• _STATED EXERCISE_:
Could you give the lines of the records below, from the line containing "Mark one point on each instance of the dark" through the end of the records, as a JSON list of strings with one string per line and blank lines left out?

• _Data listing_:
* begin *
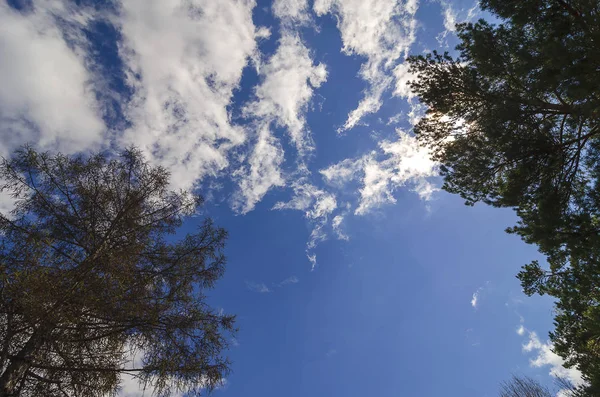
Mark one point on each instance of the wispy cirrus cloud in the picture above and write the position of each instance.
(545, 357)
(289, 79)
(46, 90)
(184, 60)
(382, 31)
(317, 206)
(380, 173)
(257, 287)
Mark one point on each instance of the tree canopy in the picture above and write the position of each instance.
(514, 122)
(91, 273)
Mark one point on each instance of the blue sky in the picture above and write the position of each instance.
(350, 271)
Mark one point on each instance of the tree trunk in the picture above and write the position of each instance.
(19, 364)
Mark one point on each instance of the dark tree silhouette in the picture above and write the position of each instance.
(515, 122)
(90, 271)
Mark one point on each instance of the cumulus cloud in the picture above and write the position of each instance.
(46, 92)
(545, 357)
(184, 60)
(397, 164)
(317, 205)
(382, 31)
(281, 99)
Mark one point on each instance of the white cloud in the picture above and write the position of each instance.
(262, 172)
(46, 92)
(317, 206)
(336, 224)
(546, 357)
(395, 119)
(184, 60)
(455, 12)
(475, 298)
(403, 76)
(289, 280)
(257, 287)
(282, 98)
(404, 162)
(289, 80)
(380, 30)
(291, 11)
* end *
• _TASK RESPONSE_:
[
  "Mark one point on each instance of the dark tree silhouette in the picture above and write the position of each instance.",
  "(515, 122)",
  "(90, 271)",
  "Mark one point on each instance of the cumulus cloud in the picture above and write the position of each instance.",
  "(46, 92)",
  "(545, 357)",
  "(184, 60)",
  "(397, 164)",
  "(317, 205)",
  "(382, 31)",
  "(281, 99)",
  "Mark one point on each instance of the white cloud in the picture above and write the position of each instance.",
  "(262, 172)",
  "(46, 92)",
  "(317, 206)",
  "(336, 224)",
  "(546, 357)",
  "(395, 119)",
  "(184, 60)",
  "(455, 12)",
  "(475, 298)",
  "(403, 76)",
  "(289, 280)",
  "(257, 287)",
  "(282, 98)",
  "(404, 162)",
  "(289, 80)",
  "(380, 30)",
  "(291, 11)"
]